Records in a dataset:
******************************

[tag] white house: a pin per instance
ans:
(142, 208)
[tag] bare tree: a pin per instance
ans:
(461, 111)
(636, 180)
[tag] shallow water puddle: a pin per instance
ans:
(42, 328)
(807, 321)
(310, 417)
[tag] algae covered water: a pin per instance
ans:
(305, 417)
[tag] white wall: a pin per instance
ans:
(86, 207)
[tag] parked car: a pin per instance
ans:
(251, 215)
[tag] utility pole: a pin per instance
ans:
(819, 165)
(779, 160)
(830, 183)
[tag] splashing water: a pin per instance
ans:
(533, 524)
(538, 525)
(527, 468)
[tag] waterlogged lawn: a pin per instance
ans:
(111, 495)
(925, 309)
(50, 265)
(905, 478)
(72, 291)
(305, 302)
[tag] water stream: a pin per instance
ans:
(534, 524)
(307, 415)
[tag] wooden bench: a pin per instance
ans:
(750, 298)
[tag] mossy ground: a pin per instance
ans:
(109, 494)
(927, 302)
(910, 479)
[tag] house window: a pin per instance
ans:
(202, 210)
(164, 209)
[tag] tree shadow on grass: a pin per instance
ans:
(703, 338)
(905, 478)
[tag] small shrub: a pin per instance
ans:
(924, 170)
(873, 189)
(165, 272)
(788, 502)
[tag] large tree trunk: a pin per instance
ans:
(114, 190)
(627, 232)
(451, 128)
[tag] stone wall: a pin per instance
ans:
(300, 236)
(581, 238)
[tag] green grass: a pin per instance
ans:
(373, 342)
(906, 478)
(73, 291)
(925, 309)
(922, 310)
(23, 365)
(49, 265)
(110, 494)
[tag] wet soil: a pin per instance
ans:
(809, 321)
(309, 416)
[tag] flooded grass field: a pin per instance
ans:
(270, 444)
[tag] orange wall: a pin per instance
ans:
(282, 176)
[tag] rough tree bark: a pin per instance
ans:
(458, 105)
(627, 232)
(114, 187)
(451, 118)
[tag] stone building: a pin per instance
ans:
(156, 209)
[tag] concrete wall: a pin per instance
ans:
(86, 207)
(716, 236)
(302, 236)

******************************

=== WHAT THE TASK ASKS ===
Retype all of the rows above, keeping every line identical to the original.

=== RIGHT ANSWER ===
[tag] white house: a pin per instance
ans:
(142, 208)
[tag] bare tree: a pin per instance
ans:
(461, 111)
(636, 180)
[tag] shallow water puddle: a pin per instance
ans:
(42, 328)
(807, 321)
(310, 417)
[tag] algae covered water: a pin per instance
ans:
(305, 417)
[tag] white wall: a pin per instance
ans:
(86, 207)
[tag] parked car: a pin per instance
ans:
(251, 215)
[tag] utility pole: a pin per instance
ans:
(819, 165)
(779, 160)
(830, 183)
[tag] splashing water: a pin per instance
ans:
(533, 524)
(538, 525)
(527, 468)
[tag] waterlogged lawn: a pin per instance
ans:
(111, 495)
(925, 309)
(50, 265)
(905, 478)
(72, 291)
(305, 302)
[tag] water stream: a pin per instance
ans:
(534, 524)
(307, 415)
[tag] wooden bench: a pin per instance
ans:
(750, 298)
[tag] mossy ground: a pin per instance
ans:
(109, 494)
(927, 302)
(910, 479)
[tag] house window: a pin per instance
ans:
(202, 210)
(164, 209)
[tag] tree shadow on grass: a pin per instance
ans:
(703, 338)
(905, 478)
[tag] small shrub: a pin per instance
ans:
(924, 170)
(873, 189)
(165, 272)
(788, 502)
[tag] large tree trunk: a pin per instance
ans:
(114, 190)
(627, 232)
(451, 128)
[tag] stone wall: a pin per instance
ans:
(300, 236)
(581, 238)
[tag] green grass: a pin per instance
ans:
(373, 342)
(906, 478)
(73, 291)
(925, 309)
(922, 310)
(23, 365)
(49, 265)
(110, 494)
[tag] wet soil: a pin per instance
ans:
(809, 321)
(309, 416)
[tag] flooded grass field: a pin per instance
ans:
(270, 444)
[tag] orange wall: a pin per instance
ans:
(282, 176)
[tag] rough tree bark: a pin per instance
ans:
(458, 105)
(627, 232)
(114, 187)
(451, 118)
[tag] stone building: a pin per instance
ans:
(156, 209)
[tag] concrete wall: a pin per instance
ans:
(86, 207)
(716, 236)
(302, 236)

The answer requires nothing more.